__PROVIDED INFORMATION__
==*==
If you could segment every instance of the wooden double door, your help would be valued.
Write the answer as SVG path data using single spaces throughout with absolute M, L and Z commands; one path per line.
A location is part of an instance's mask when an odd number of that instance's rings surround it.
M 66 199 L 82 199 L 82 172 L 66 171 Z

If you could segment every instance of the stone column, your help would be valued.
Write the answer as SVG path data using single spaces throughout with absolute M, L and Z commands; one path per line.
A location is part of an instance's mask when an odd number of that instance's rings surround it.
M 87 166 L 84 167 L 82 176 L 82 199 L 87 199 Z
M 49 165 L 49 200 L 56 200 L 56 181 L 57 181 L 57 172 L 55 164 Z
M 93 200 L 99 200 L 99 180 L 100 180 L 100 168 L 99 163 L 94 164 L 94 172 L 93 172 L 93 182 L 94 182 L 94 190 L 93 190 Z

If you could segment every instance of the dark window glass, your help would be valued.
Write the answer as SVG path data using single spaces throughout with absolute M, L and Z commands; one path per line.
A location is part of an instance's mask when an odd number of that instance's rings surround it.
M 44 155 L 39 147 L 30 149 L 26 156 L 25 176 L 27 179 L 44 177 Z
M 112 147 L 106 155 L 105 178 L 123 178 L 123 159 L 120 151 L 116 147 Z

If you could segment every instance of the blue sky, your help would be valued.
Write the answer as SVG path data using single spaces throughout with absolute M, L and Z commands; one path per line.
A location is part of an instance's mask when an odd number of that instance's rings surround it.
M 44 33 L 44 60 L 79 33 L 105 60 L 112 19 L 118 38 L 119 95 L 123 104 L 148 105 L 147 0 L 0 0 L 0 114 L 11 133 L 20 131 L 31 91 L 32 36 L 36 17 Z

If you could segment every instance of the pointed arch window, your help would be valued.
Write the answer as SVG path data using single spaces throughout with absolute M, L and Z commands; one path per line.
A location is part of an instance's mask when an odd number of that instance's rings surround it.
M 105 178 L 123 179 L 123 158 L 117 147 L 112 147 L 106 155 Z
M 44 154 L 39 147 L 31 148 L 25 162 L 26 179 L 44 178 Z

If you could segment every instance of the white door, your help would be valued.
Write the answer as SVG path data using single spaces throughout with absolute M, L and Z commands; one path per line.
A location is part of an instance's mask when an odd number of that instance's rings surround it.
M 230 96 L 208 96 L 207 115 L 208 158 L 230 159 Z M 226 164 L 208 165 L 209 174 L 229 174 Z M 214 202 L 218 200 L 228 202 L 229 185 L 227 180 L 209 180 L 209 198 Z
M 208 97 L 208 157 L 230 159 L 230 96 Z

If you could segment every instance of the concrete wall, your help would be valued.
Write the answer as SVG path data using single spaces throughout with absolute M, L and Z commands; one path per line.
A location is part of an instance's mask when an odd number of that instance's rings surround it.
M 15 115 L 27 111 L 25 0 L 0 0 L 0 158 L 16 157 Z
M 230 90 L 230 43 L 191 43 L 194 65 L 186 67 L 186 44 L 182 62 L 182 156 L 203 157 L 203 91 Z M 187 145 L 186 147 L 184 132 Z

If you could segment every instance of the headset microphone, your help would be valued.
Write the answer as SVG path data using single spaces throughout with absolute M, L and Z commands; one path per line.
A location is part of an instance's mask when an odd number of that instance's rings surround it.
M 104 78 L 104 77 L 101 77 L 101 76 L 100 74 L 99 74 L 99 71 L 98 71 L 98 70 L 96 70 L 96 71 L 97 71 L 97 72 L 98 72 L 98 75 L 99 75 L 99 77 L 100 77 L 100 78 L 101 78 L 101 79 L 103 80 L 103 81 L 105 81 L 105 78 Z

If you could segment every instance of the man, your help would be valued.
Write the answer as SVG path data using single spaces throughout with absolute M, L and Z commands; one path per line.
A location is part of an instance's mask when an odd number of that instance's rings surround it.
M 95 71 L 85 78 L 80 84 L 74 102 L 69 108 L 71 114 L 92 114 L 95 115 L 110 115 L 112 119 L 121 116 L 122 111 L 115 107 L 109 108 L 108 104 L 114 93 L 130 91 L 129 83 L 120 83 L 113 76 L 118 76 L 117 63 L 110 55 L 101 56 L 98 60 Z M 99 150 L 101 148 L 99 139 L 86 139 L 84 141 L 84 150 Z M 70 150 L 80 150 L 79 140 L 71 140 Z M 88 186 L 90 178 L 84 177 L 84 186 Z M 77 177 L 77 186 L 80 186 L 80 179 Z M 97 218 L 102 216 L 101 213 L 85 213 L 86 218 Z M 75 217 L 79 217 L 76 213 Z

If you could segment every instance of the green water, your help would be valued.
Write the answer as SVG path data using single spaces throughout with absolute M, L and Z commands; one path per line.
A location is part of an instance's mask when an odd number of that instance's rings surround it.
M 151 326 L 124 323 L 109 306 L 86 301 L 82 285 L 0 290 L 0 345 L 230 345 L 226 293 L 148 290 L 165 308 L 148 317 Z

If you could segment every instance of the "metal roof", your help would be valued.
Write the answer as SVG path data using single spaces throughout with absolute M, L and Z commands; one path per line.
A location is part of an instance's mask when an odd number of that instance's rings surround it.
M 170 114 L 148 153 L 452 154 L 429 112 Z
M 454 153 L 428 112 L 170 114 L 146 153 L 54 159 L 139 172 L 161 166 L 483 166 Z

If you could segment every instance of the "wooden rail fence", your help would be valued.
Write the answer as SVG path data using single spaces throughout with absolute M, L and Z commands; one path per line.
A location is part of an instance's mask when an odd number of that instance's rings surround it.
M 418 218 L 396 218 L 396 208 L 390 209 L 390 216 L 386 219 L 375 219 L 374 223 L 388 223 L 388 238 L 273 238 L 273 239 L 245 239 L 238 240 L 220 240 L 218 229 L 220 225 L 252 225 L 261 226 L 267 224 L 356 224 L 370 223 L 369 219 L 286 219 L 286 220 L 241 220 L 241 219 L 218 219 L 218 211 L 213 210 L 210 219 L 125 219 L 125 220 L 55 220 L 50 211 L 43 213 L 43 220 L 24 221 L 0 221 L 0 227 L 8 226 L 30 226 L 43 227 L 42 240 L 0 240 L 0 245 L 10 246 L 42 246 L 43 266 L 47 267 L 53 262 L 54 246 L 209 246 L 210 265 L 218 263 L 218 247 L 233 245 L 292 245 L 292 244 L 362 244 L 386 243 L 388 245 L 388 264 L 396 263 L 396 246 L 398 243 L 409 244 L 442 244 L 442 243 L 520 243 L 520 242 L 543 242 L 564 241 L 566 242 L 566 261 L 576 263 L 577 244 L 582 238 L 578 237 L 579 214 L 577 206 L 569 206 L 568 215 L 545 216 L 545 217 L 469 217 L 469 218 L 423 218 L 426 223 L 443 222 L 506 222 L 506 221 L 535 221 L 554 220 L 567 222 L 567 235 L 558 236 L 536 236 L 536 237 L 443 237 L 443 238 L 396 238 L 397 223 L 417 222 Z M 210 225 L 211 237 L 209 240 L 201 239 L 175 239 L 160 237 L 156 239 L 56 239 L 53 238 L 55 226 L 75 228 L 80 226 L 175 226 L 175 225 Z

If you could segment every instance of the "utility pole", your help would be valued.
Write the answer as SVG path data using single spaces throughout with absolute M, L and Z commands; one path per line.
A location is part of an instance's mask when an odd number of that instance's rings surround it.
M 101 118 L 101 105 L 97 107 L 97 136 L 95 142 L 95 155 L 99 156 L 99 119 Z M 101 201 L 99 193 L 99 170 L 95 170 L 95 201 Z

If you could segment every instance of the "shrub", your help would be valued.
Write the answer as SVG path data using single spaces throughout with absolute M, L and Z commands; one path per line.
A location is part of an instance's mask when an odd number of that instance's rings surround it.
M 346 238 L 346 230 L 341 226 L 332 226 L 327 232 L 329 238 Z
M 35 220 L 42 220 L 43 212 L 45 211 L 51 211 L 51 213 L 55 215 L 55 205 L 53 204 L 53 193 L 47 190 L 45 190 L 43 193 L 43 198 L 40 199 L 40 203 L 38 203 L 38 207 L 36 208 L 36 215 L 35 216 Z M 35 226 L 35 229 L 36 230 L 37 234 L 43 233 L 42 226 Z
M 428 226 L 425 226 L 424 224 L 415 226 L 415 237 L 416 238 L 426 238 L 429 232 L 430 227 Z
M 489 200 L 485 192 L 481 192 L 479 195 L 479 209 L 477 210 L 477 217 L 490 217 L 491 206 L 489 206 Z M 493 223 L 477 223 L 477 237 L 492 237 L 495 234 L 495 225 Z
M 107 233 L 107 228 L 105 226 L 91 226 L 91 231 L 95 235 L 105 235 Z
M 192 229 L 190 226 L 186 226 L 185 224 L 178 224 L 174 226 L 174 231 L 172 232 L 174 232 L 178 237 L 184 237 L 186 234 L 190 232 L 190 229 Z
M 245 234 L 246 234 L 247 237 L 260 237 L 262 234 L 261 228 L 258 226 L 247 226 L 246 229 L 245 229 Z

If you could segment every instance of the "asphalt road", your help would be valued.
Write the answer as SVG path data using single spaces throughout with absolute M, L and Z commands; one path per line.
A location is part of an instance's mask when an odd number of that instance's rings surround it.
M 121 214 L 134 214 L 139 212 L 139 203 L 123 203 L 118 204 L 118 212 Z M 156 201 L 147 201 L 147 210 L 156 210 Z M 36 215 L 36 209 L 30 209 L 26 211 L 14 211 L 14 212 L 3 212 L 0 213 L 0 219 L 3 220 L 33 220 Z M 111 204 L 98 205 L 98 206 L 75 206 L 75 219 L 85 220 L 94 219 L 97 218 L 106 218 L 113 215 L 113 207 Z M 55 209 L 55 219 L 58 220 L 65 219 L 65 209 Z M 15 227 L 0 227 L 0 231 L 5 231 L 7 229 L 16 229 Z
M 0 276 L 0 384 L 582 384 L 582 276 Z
==*==
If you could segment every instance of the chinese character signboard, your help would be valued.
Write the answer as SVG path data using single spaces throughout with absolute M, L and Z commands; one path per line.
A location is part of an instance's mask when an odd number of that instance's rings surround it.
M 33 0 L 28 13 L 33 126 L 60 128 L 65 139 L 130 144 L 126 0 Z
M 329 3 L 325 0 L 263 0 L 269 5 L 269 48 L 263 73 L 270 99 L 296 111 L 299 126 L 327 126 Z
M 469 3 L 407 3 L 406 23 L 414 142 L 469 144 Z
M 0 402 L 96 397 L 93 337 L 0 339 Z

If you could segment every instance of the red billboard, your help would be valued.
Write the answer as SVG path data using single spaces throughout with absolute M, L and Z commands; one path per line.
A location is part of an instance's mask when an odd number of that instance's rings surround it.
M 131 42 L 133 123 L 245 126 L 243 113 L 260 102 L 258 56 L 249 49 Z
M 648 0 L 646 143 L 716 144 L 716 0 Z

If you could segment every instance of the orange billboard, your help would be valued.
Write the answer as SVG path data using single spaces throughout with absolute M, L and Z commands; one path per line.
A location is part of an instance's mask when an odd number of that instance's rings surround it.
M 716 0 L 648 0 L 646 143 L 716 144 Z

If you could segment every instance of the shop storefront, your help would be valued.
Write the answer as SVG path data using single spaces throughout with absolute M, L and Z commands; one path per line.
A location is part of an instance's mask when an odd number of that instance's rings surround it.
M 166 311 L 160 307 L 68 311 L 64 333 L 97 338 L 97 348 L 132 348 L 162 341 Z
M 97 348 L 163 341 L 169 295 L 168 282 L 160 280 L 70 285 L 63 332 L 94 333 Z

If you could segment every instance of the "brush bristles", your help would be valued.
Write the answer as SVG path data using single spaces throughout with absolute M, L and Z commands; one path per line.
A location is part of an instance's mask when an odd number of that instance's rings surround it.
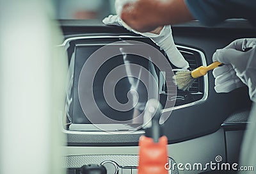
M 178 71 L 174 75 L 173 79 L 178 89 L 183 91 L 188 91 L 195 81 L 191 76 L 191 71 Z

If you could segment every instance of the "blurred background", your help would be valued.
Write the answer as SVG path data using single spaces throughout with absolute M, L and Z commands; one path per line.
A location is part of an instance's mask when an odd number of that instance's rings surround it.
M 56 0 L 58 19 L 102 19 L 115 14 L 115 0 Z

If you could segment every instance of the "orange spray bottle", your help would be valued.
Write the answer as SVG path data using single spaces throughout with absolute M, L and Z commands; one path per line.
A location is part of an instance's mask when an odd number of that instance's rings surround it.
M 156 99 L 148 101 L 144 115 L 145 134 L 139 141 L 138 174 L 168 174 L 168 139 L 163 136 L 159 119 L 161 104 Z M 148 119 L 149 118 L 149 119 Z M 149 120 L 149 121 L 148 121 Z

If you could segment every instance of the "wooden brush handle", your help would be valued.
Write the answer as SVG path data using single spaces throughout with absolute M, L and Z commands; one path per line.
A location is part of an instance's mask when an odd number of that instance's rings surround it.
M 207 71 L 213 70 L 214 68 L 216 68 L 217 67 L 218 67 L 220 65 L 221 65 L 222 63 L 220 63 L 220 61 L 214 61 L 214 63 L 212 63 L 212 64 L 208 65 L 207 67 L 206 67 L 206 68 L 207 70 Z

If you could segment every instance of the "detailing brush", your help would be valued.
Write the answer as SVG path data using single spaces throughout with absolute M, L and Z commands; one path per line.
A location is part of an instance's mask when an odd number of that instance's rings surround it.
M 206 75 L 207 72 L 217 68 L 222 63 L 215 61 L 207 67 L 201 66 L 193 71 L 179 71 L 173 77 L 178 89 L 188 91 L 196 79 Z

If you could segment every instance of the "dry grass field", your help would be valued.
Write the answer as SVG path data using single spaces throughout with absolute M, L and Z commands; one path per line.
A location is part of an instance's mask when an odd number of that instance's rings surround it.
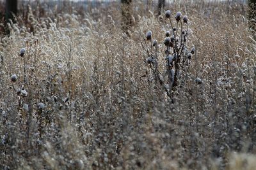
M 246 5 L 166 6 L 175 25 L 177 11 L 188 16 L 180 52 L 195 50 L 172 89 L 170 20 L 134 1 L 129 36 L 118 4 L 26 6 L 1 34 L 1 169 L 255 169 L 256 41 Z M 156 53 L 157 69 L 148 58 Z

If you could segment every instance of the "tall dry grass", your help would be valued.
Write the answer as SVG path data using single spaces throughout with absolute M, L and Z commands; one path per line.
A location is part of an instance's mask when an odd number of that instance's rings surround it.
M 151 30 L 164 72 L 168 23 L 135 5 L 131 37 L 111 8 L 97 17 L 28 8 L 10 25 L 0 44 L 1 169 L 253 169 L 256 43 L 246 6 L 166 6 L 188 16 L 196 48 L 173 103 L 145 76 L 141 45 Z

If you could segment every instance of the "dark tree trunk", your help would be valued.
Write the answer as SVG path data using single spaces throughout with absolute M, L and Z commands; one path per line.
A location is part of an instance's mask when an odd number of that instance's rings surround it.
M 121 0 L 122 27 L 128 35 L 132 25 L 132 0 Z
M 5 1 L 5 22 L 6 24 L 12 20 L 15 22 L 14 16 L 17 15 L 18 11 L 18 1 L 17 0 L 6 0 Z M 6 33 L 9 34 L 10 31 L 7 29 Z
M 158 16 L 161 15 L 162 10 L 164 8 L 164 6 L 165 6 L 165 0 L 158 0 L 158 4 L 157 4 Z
==*==
__TASK__
Rescale the data starting with the line with "If you could segment every instance of the red" and going on through the line with "M 178 71 L 174". Write out every line again, requests included, with each coordinate in the answer paths multiplied by 0.25 and rounded to a whole number (halves round up), and leave the pictures out.

__OUTPUT FOR THIS EXERCISE__
If you could segment every instance of the red billboard, your help would be valued.
Write the answer as SVG path data using single spaces throughout with absolute M, L and Z commands; one path per line.
A location is part of an instance's mask when an odd number of that instance's rings surround it.
M 33 11 L 33 31 L 61 32 L 61 28 L 65 26 L 65 14 L 62 12 Z
M 162 0 L 162 36 L 179 36 L 179 0 Z

If you could segment every instance of the orange billboard, your help would be valued.
Write the answer as SVG path data using single spaces throughout with absolute M, L and Z commands; one path per line.
A location is part of an instance's mask when an odd number of that instance's rings surround it.
M 179 0 L 162 0 L 162 36 L 179 36 Z

If you could segment every instance of the shop storefront, your help would be valued.
Write the answer as SVG path data using single spaces throughout with absolute M, L and Z commands; one path per line.
A location is part of an instance's mask when an odd number of that instance's rings surround it.
M 42 78 L 40 77 L 17 78 L 16 83 L 24 85 L 24 87 L 33 87 L 41 85 Z
M 24 87 L 41 85 L 42 74 L 42 71 L 40 70 L 18 71 L 16 83 L 24 83 Z

If you could segment every instance of the "brush bristles", your help would be valued.
Write the answer as SVG path data using single spaces throughout with absolute M, L and Z commands; one path per line.
A location is part of an instance's mask when an odd number of that instance's rings surround it.
M 45 18 L 44 19 L 43 20 L 45 22 L 46 23 L 47 23 L 49 20 L 48 19 L 48 18 Z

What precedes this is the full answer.